Ver, (Critiq. sacrée.) σκώληξ ; l’Ecriture compare l’homme à cet insecte rampant, pour marquer sa bassesse & sa foiblesse. Job, xxv. 6 : le ver qui ne meurs point, Marc, ix. 43, est une expression métaphorique qui désigne les remords toujours renaissans d’une conscience criminelle. (D. J.)

VER SACRUM, (Hist. anc.) printems sacré : expression qui se trouve dans les anciens historiens latins & dans quelques monumens antiques, & sur la

signification de laquelle les savans sont partagés. M. l’abbé Couture pensoit que par ver sacrum on devoit entendre le vœu qu’on faisoit dans les grandes calamités, d’immoler aux dieux tous les animaux nés dans un printems ; & il se fondoit sur ce qu’après la bataille de Trasimene & la mort du consul C. Flaminius, la république romaine consternée voua aux dieux un printems sacré, c’est-à-dire, comme il fut déterminé par un decret du sénat, tout le bétail qui seroit né depuis le premier jour de Mars jusqu’au dernier d’Avril inclusivement.

M. Bolvin a cru que par ver sacrum il falloit entendre les colonies qui sous la protection des dieux sortoient de leur pays pour aller s’établir dans un autre : ce qu’il fonde sur l’autorité de Pline, qui parlant des Picentins, dit qu’ils descendoient des Sabins qui avoient voué un printems sacré, c’est-à-dire qui les avoient envoyés en colonie, Picentini orti sunt à Sabinis, voto vere sacro, & sur celle de S. Jerôme, qui sur l’an 1596 de la chronique d’Eusebe, dit que les Lacédémoniens fonderent la ville d’Héraclée en y envoyant un ver sacrum. Lacedemonii ver sacrum Heracliam destinantes urbem condunt. Denys d’Halicarnasse, Strabon, Plutarque & plusieurs autres anciens & modernes paroissent favorables à ce dernier sentiment.

**CONSIGNE:**
Répondez aux questions suivantes d'après l'extrait sur le ver et le ver sacrum.
1. À quel animal l'Écriture compare-t-elle l'homme pour marquer sa bassesse et sa faiblesse ?
2. Après la bataille de Trasimene, quelle période couvrait le bétail voué aux dieux par le décret du sénat ?
3. Selon saint Jérôme, quelle ville les Lacédémoniens fondèrent-ils en y envoyant un ver sacrum ?

**DONNÉES FOURNIES:**
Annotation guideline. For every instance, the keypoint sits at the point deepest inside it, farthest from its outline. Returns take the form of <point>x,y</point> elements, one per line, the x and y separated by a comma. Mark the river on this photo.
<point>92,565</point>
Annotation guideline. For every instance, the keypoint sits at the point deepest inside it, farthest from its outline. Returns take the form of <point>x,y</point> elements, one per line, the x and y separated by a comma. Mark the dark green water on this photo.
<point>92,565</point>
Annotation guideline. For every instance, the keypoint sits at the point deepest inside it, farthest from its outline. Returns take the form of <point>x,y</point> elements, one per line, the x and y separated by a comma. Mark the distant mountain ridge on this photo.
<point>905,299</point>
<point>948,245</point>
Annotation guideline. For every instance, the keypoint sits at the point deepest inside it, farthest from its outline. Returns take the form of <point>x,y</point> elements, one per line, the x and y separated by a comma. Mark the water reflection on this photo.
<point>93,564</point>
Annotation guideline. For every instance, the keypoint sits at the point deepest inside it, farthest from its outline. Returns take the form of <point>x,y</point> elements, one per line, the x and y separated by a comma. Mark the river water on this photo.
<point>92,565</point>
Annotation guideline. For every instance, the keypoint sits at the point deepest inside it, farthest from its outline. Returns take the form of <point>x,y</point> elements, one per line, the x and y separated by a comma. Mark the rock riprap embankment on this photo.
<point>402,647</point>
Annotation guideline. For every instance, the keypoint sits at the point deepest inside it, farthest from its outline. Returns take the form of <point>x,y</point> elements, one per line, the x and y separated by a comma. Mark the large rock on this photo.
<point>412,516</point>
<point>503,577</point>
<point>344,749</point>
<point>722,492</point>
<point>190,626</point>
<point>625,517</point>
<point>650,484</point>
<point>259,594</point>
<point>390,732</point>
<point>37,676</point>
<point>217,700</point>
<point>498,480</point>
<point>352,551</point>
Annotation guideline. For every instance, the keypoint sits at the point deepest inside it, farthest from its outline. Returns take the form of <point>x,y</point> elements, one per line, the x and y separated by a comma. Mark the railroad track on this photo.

**CORRIGÉ:**
1. L'Écriture compare l'homme au ver, cet insecte rampant.
2. Le décret visait tout le bétail né du premier jour de mars au dernier jour d'avril inclusivement.
3. Les Lacédémoniens fondèrent la ville d'Héraclée.